→ RICHIESTA 1: Ripeti fedelmente la parte del brano sulle pietre di Ankor che si apre con le parole "La finestra piace" e si chiude con "vulcano nello stomaco.".

→ TESTO MOSTRATO:
Le tenere pietre di Ankor non hanno voce. Le calpestano costosi scarponi occidentali, scarpette in pelle leggera dell'estremo oriente, tacchi a spillo di insensate fanciulle che forse sperano di trovare qui l'amore della loro vita. Calpestare le tenere pietre di Ankor è un'attività frenetica a cui nessuno si sottrae e che non disturba nessuno, a parte le pietre. Non ci sono percorsi obbligati, passerelle in legno, se non pochissimi, divieti di accesso, pochissimi.
Alcuni cartelli avvisano: non sedetevi sui monumenti. Infatti pochi ci si siedono, molti ci si arrampicano. Le guide, che dovrebbero controllare un tantino, si offrono per scattare le foto più audaci.
Per le giapponesine, che hanno tanto il senso dell'armonia, lo sport preferito consiste nel farsi incorniciare in preziosissime finestre, sedute sul davanzale, a traverso, la bocca sulle ginocchia.
La finestra piace anche a fotografi, signorotti anziani e volti rubicondi. Ma non è il massimo. Qualche gruppo sta facendo picnic in un angolo non troppo appartato, tanto per suscitare la gelosia di quelli che siamo usciti all'alba, e tra fame e rabbia, abbiamo un vulcano nello stomaco.

→ RICHIESTA 2: Nell'elenco, riscrivi per intero la parte che si apre con la riga contenente "QA step — confirm dark" e si chiude con quella contenente "[466,0,1092,319]", estremi inclusi, sommando 99 a ogni coordinata. Restituisci soltanto queste righe.

→ ELENCO DATI:
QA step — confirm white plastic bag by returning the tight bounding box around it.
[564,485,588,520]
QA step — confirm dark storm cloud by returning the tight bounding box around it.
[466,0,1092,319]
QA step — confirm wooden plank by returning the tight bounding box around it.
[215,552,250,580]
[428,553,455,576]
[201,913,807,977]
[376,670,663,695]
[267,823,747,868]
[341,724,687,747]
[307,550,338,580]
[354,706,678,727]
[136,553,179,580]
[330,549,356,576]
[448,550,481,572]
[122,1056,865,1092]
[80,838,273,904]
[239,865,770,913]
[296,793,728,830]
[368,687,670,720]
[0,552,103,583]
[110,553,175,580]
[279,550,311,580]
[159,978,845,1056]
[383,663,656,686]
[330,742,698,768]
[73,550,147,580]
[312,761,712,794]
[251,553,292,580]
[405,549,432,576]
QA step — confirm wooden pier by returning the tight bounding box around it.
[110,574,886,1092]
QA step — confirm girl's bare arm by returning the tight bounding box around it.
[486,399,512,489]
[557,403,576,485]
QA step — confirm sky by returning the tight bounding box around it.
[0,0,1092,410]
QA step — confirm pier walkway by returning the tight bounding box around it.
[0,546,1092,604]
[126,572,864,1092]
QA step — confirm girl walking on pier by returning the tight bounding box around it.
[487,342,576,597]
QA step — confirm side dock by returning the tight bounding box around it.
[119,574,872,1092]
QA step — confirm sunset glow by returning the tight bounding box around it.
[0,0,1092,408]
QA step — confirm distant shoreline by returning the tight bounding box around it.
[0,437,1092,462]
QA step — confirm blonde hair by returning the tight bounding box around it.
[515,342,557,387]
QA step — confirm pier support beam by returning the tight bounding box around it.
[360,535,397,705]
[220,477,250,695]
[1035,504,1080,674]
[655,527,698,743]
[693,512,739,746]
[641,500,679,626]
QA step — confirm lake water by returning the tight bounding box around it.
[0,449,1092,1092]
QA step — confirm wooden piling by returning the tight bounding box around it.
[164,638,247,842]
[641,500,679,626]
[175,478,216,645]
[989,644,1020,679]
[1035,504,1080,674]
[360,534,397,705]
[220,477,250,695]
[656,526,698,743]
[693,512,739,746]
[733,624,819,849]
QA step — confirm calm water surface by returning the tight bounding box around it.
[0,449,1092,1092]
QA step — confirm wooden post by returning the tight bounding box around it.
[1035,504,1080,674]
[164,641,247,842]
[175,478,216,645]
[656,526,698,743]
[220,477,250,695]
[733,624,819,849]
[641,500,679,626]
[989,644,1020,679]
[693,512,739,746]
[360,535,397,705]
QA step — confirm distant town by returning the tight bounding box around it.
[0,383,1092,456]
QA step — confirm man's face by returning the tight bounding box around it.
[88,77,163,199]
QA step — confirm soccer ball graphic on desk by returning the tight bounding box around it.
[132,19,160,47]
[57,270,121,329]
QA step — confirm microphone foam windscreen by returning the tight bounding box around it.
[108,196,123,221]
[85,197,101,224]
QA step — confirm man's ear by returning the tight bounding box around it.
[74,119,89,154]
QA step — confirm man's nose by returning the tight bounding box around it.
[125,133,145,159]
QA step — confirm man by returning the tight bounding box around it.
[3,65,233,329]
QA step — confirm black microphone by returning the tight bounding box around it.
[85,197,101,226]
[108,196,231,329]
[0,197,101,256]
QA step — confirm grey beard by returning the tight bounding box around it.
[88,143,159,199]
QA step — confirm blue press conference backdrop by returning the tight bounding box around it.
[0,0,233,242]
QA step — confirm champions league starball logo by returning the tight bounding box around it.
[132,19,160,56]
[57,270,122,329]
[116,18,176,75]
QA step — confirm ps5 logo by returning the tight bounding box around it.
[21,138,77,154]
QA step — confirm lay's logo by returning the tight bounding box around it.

→ RISPOSTA 1:
La finestra piace anche a fotografi, signorotti anziani e volti rubicondi. Ma non è il massimo. Qualche gruppo sta facendo picnic in un angolo non troppo appartato, tanto per suscitare la gelosia di quelli che siamo usciti all'alba, e tra fame e rabbia, abbiamo un vulcano nello stomaco.

→ RISPOSTA 2:
QA step — confirm dark storm cloud by returning the tight bounding box around it.
[565,99,1191,418]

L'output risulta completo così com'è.